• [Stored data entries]
Start of Block
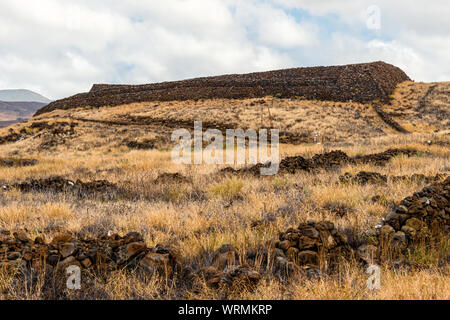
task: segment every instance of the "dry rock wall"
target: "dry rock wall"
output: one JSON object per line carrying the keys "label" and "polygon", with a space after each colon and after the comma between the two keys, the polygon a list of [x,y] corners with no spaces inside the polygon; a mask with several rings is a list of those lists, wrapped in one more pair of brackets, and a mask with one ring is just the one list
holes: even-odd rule
{"label": "dry rock wall", "polygon": [[402,258],[417,243],[448,237],[450,177],[403,199],[383,221],[360,235],[358,255],[371,263]]}
{"label": "dry rock wall", "polygon": [[[407,157],[417,155],[418,152],[412,149],[388,149],[386,151],[362,156],[349,157],[341,150],[334,150],[322,154],[316,154],[310,159],[302,156],[292,156],[280,161],[280,173],[294,174],[299,171],[314,172],[319,169],[329,170],[337,168],[344,164],[366,164],[371,163],[377,166],[383,166],[393,157],[404,155]],[[220,170],[222,173],[229,174],[260,174],[260,169],[266,167],[266,164],[258,163],[254,166],[234,169],[226,167]]]}
{"label": "dry rock wall", "polygon": [[332,222],[302,223],[280,233],[276,260],[293,271],[298,267],[330,271],[353,259],[365,264],[405,260],[417,244],[448,239],[449,192],[450,177],[406,197],[380,224],[359,234],[353,245]]}
{"label": "dry rock wall", "polygon": [[410,80],[385,62],[331,67],[292,68],[232,74],[146,85],[96,84],[90,92],[50,103],[36,115],[55,109],[116,106],[134,102],[243,99],[278,95],[283,98],[369,102],[389,100],[397,84]]}

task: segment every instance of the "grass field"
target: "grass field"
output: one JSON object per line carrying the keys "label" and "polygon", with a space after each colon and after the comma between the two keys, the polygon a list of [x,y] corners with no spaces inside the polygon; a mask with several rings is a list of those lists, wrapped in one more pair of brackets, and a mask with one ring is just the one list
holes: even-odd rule
{"label": "grass field", "polygon": [[[444,86],[448,84],[441,84]],[[414,87],[415,86],[415,87]],[[412,88],[412,89],[411,89]],[[240,253],[258,246],[271,247],[281,231],[308,220],[329,220],[340,230],[358,235],[379,223],[392,204],[422,189],[419,181],[389,181],[385,185],[343,184],[339,176],[349,172],[372,171],[387,176],[424,174],[435,176],[450,172],[450,131],[448,103],[440,95],[433,99],[441,113],[416,117],[416,95],[405,92],[426,91],[424,84],[406,83],[397,89],[386,112],[401,112],[392,117],[410,134],[399,134],[383,123],[371,109],[357,103],[288,101],[266,98],[258,105],[248,101],[199,101],[127,105],[114,108],[55,111],[13,126],[25,138],[0,145],[1,157],[34,158],[38,163],[26,167],[1,167],[0,185],[29,178],[63,176],[70,180],[107,180],[122,193],[111,199],[97,196],[76,197],[60,192],[0,191],[0,230],[26,229],[32,237],[50,240],[61,230],[83,230],[95,237],[112,231],[119,234],[139,232],[151,247],[171,245],[181,252],[183,264],[193,270],[211,264],[210,257],[224,244]],[[415,91],[414,91],[415,90]],[[255,105],[251,105],[254,103]],[[447,103],[447,104],[445,104]],[[402,106],[400,108],[399,106]],[[75,119],[118,121],[125,115],[216,123],[234,123],[243,128],[268,126],[270,107],[273,126],[303,134],[309,141],[282,144],[281,158],[301,155],[310,158],[331,150],[349,156],[410,148],[420,151],[413,157],[398,156],[385,166],[344,165],[317,173],[299,172],[269,177],[219,172],[220,165],[176,165],[171,161],[167,134],[173,128],[158,124],[112,124]],[[261,111],[263,110],[263,111]],[[261,114],[263,120],[261,122]],[[219,120],[220,121],[219,121]],[[170,122],[171,120],[168,120]],[[74,132],[52,133],[30,128],[36,121],[75,122]],[[261,124],[262,123],[262,124]],[[64,127],[66,128],[66,127]],[[9,134],[1,129],[0,136]],[[312,142],[320,131],[322,144]],[[133,150],[125,141],[157,142],[151,150]],[[54,141],[49,144],[49,141]],[[159,144],[159,145],[158,145]],[[185,180],[159,179],[163,173],[180,173]],[[379,196],[380,201],[373,201]],[[330,208],[342,207],[337,215]],[[107,279],[93,277],[81,291],[53,293],[53,298],[68,299],[450,299],[448,239],[440,249],[425,247],[409,257],[417,266],[381,266],[381,289],[369,290],[367,274],[357,263],[343,265],[340,272],[309,279],[301,274],[279,277],[271,266],[252,266],[261,281],[252,288],[214,289],[206,281],[192,286],[168,277],[142,278],[133,272],[117,270]],[[243,255],[241,255],[242,257]],[[448,260],[447,260],[448,261]],[[242,263],[244,261],[241,261]],[[48,288],[36,281],[33,286],[20,281],[14,272],[0,271],[0,299],[43,299]]]}

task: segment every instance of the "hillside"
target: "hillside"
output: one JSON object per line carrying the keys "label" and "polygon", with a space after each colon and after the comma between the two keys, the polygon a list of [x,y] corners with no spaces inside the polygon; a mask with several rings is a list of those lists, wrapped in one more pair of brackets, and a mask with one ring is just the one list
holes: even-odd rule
End of Block
• [TASK]
Please retype the records above exactly, excluding every picture.

• [RESULT FOR THIS EXERCISE]
task: segment every instance of the "dry rock wall"
target: "dry rock wall"
output: one JSON object per line carrying the keys "label" and "polygon", with a space after each colon and after the comma between the two keys, the polygon a list of [x,y] corners with no spaces inside the polygon; a mask with several rings is a list of those lists, wrapped in one more pair of brackets, and a mask with one ring is just the one list
holes: even-odd rule
{"label": "dry rock wall", "polygon": [[402,258],[417,243],[448,237],[450,177],[403,199],[383,221],[360,235],[358,255],[371,263]]}
{"label": "dry rock wall", "polygon": [[[407,157],[417,155],[418,152],[412,149],[388,149],[386,151],[362,156],[349,157],[341,150],[334,150],[322,154],[316,154],[310,159],[302,156],[292,156],[280,161],[280,173],[294,174],[299,171],[314,172],[319,169],[329,170],[337,168],[344,164],[366,164],[371,163],[377,166],[383,166],[393,157],[404,155]],[[220,170],[222,173],[229,174],[260,174],[260,169],[266,167],[266,164],[258,163],[254,166],[234,169],[226,167]]]}
{"label": "dry rock wall", "polygon": [[332,222],[302,223],[280,233],[276,260],[293,271],[298,267],[330,271],[353,259],[365,264],[405,260],[417,244],[448,239],[449,192],[450,177],[406,197],[380,224],[359,234],[353,245]]}
{"label": "dry rock wall", "polygon": [[410,80],[385,62],[331,67],[292,68],[232,74],[146,85],[96,84],[90,92],[50,103],[36,115],[55,109],[116,106],[134,102],[243,99],[278,95],[283,98],[369,102],[389,100],[397,84]]}

task: segment every instance of the "grass field"
target: "grass field"
output: one JSON object per line carrying the keys "label" and "polygon", with a space after each colon and after the comma between the two keys, the polygon a list of [x,y] corners with no spaces inside the polygon; a mask with several rings is a list of those lists, wrapped in one more pair of brackets, and a mask with one ring is just the one list
holes: even-odd rule
{"label": "grass field", "polygon": [[[444,86],[448,84],[441,84]],[[414,87],[415,86],[415,87]],[[412,88],[412,89],[411,89]],[[240,253],[258,246],[271,247],[281,231],[308,220],[329,220],[340,230],[358,235],[379,223],[392,204],[422,189],[419,181],[389,181],[385,185],[343,184],[339,176],[349,172],[372,171],[387,176],[424,174],[435,176],[450,172],[450,131],[448,103],[440,95],[433,99],[441,113],[416,117],[416,95],[405,92],[426,91],[424,84],[406,83],[397,89],[386,112],[401,112],[392,117],[410,134],[399,134],[383,123],[371,109],[357,103],[288,101],[266,98],[258,105],[248,101],[199,101],[127,105],[114,108],[55,111],[13,126],[25,138],[0,145],[1,157],[34,158],[38,163],[26,167],[1,167],[0,185],[29,178],[63,176],[70,180],[107,180],[122,193],[111,199],[97,196],[76,197],[60,192],[0,191],[0,230],[26,229],[32,237],[50,240],[61,230],[83,230],[95,237],[112,231],[119,234],[139,232],[151,247],[171,245],[181,252],[183,264],[193,270],[211,264],[210,257],[224,244]],[[415,91],[414,91],[415,90]],[[255,105],[251,105],[254,103]],[[447,103],[447,104],[445,104]],[[402,106],[400,108],[399,106]],[[75,119],[118,121],[125,115],[216,123],[234,123],[243,128],[268,126],[270,107],[273,126],[303,134],[309,141],[282,144],[281,158],[301,155],[310,158],[331,150],[349,156],[410,148],[420,151],[413,157],[398,156],[385,166],[344,165],[317,173],[299,172],[269,177],[219,172],[220,165],[176,165],[171,161],[167,134],[173,128],[158,124],[112,124]],[[261,111],[263,110],[263,111]],[[261,114],[263,120],[261,122]],[[219,120],[220,121],[219,121]],[[170,122],[171,120],[168,120]],[[74,132],[52,133],[30,128],[36,121],[75,122]],[[261,124],[262,123],[262,124]],[[64,127],[66,128],[66,127]],[[9,134],[1,129],[0,136]],[[312,142],[320,131],[322,144]],[[133,150],[125,141],[157,142],[151,150]],[[54,141],[49,144],[49,141]],[[159,144],[159,145],[158,145]],[[185,180],[159,179],[163,173],[180,173]],[[379,196],[380,201],[373,201]],[[330,208],[342,207],[337,215]],[[107,279],[93,277],[81,291],[53,293],[53,298],[68,299],[450,299],[448,239],[440,249],[425,247],[409,257],[417,266],[381,266],[381,289],[369,290],[367,274],[357,263],[343,265],[340,272],[309,279],[301,274],[279,277],[271,266],[252,266],[261,281],[252,288],[214,289],[206,281],[192,286],[168,277],[142,278],[133,272],[117,270]],[[243,255],[241,255],[242,257]],[[448,260],[447,260],[448,261]],[[242,263],[244,261],[241,261]],[[48,288],[36,281],[33,286],[20,281],[14,272],[0,271],[0,299],[43,299]]]}

task: segment every instance of the "hillside"
target: "hillside"
output: one JSON object per line carrying the keys "label" and "polygon", with a space after each colon and after the comma between the two keys, the polygon a list of [x,y] corners with no spaces inside the polygon; a mask with several rings is a list of those lists, wrapped in one more pair of brackets, and a mask with one ring is just the one list
holes: even-odd rule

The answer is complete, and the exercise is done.